---- Text

Through speech acts by Chinese policymakers1 and the publication of defense white papers2, China has long signaled its intentions to ‘reunify’ Taiwan with the Chinese mainland, with the option of using military force if deemed necessary. The United States has a legal obligation under the Taiwan Relations Act to provide Taiwan with the means to defend itself but responds with strategic ambiguity regarding whether it would militarily intervene should China invade Taiwan. To counter any potential U.S. involvement China is developing A2/AD capabilities to prevent United States military forces from entering the theater of operations. Using a qualitative research methodology, this short paper will examine how the United States military can counter China’s A2/AD capabilities in a Taiwan contingency scenario. It will achieve this by firstly examining China’s A2/AD capabilities and then secondly by assessing U.S. weapon platforms, tactics, and strategy. The paper will then preliminarily conclude that the United States would be unlikely to inflict a decisive defeat, instead the conflict would involve the gradual erosion of Chinese A2/AD capabilities over a period of time.
Although no singular definition exists, a NATO Defence College paper defines A2/AD as: ‘The objective of an anti-access or area denial strategy is to prevent the attacker from bringing its forces into the contested region (A2) or to prevent the attacker from freely operating within the region and maximizing its combat power (AD)’3. Modern Chinese military doctrine has seen it change from a historical land warfare capability to one that is now focusing on maritime and airpower. A specific part of this shift in focus has seen China expanding its footprint within the South China Sea and the Strait of Taiwan. China has been developing sea and air A2/AD capability within these geographic areas involving a highly sophisticated, multilayered network of naval forces, air defense, and long-range precision missiles. The main platform and systems within its A2/AD arsenal are large stocks of land-attack and anti-ship ballistic missiles such as the DF-21D and DF-26D Anti-Ship Ballistic Missile as well as the hypersonic DF-17 missile. The DF-21D is a missile of particular concern and has been referred to as the ‘carrier killer’. It is a highly accurate, solid fuel, road mobile launched ballistic missile capable of hitting moving sea targets up to around 900 miles (1,500km)4. Meanwhile, the DF-26 has a longer range of up to 2,500 miles (4,000km), making it capable of striking U.S. land targets on Guam with the conventional version of the missile, in addition to its anti-ship D variant that can hit targets at sea as well5. Additionally, the DF-17 is a regular medium-range ballistic missile equipped with a hypersonic glide vehicle, of which China is currently developing an anti-ship variant6. This will give China a hypersonic anti-ship missile capability that will prove extremely challenging for the United States to counter with its existing Aegis radar and air-defense systems from the sea and the Patriot and THAAD systems from land.
Furthermore, China’s area denial capabilities also include overlapping air-defense platforms designed to combat cruise missiles, aircraft, and drones consisting of domestically produced HQ-9 and Russian made S-400 Surface to Air Missile Systems. Satellite photo reconnaissance has shown that these systems have been placed throughout the artificial island chains that China has been building across the South China Sea, such as the Spratly Islands and Paracel Islands7. Although the majority of China’s A2/AD capabilities are fixed land-based platforms, it also includes submarine, surface ships, and airpower capability as well. China is producing a formidable airpower capability with its J-20 fifth generation stealth fighter jet, a near-peer competitor to its Western counterparts, and is on target to have around 1,000 of these indigenously produced stealth fighters by 20308.

--------

- _Challenges_:
**a.** Answer these questions about the text on China's A2/AD capabilities:
(i) What nickname has the DF-21D been given?
(ii) What range does the DF-26 have?
(iii) About how many J-20 stealth fighters is China on target to have by 2030?
**b.** Swap "formidable" for "powerful" and give the text on China's A2/AD capabilities again, starting at "Furthermore, China’s area" and ending at "fighters by 20308.".
**c.** Extend the text on China's A2/AD capabilities by writing what follows its last sentence.

---- Information shown

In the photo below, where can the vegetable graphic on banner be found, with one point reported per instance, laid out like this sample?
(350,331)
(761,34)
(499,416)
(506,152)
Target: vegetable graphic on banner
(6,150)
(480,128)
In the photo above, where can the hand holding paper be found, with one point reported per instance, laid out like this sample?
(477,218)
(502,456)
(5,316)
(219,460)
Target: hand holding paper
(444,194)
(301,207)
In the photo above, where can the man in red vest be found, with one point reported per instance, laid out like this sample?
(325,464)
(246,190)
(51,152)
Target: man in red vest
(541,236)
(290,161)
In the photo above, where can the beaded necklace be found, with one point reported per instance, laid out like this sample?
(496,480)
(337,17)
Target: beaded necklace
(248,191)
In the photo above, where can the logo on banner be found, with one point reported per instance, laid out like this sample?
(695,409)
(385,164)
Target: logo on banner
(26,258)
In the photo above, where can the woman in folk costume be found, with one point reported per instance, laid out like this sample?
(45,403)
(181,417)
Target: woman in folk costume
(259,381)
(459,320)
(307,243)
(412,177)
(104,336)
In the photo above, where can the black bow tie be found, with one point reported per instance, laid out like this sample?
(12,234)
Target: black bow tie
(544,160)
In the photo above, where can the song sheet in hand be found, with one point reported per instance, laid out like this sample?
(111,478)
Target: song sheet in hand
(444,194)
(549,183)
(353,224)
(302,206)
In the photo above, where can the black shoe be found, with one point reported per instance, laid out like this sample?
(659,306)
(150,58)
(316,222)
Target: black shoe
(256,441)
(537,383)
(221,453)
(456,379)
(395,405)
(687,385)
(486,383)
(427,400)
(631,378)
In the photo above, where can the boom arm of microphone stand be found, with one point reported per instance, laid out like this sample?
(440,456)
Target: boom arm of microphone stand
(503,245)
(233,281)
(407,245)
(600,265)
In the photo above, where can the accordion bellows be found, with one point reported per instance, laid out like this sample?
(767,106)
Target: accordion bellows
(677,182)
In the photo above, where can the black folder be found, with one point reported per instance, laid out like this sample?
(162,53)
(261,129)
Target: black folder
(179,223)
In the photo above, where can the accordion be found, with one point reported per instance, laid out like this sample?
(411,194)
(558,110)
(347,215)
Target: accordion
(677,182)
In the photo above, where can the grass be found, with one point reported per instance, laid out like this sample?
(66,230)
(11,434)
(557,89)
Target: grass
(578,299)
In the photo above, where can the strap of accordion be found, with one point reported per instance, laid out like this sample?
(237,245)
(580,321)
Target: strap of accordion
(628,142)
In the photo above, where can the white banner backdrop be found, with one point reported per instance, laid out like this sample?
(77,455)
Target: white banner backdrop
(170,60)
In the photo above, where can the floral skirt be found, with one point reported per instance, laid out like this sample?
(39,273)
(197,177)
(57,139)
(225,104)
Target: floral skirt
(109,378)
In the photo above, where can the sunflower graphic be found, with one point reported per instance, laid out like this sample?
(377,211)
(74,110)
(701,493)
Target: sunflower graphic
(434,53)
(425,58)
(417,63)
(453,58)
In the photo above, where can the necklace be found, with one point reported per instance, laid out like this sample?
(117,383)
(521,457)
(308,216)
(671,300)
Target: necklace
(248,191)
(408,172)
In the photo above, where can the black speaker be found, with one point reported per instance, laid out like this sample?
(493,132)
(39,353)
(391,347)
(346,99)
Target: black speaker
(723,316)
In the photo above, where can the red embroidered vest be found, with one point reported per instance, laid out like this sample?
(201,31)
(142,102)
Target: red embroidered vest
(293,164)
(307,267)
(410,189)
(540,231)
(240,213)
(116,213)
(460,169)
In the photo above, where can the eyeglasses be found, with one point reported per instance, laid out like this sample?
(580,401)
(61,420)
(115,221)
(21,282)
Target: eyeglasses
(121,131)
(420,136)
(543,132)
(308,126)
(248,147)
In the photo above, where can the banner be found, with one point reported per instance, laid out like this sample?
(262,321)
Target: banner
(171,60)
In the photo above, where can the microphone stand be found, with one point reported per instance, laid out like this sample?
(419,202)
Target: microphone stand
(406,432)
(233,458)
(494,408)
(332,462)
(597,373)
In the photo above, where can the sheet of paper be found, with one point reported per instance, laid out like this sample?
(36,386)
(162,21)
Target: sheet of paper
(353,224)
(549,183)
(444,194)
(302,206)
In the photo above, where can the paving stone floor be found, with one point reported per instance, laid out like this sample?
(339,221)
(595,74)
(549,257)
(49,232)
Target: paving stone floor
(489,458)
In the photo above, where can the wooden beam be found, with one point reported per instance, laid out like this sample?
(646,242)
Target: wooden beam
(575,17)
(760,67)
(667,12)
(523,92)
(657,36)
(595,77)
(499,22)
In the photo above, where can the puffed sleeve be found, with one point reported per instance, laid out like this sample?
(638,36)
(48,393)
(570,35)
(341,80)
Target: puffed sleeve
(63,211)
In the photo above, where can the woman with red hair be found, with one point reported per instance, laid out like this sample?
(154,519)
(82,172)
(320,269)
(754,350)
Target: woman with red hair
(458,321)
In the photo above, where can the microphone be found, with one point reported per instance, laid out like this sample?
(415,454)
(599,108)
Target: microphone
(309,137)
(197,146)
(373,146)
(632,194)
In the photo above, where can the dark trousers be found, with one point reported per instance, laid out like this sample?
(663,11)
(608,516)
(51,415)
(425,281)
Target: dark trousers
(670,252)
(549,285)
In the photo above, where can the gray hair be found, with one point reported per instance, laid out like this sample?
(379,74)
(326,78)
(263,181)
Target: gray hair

--------

- _Expected responses_:
**a.**
(i) The "carrier killer."
(ii) Up to 2,500 miles (4,000km).
(iii) Around 1,000.

**b.**
Furthermore, China’s area denial capabilities also include overlapping air-defense platforms designed to combat cruise missiles, aircraft, and drones consisting of domestically produced HQ-9 and Russian made S-400 Surface to Air Missile Systems. Satellite photo reconnaissance has shown that these systems have been placed throughout the artificial island chains that China has been building across the South China Sea, such as the Spratly Islands and Paracel Islands7. Although the majority of China’s A2/AD capabilities are fixed land-based platforms, it also includes submarine, surface ships, and airpower capability as well. China is producing a powerful airpower capability with its J-20 fifth generation stealth fighter jet, a near-peer competitor to its Western counterparts, and is on target to have around 1,000 of these indigenously produced stealth fighters by 20308.

**c.**
This material capability is further reinforced by space, cyber, and electronic warfare systems with a vast C4ISR infrastructure consisting of networks of satellites, reconnaissance drones, maritime surveillance ships as well as the ability to disrupt communications and jamming of GPS signals. The main weakness with this, however, is the vast area that China needs their over the horizon radar and satellite systems to cover. This creates gaps in radar coverage and reduces radar effectiveness the further the system must operate from the mainland. China is negating this weakness and extending the coverage of its radar and ISR infrastructure by placing these systems across the previously mentioned islands chains, however this will lead to their isolation making it easier for the United States to reach, target, and damage or destroy.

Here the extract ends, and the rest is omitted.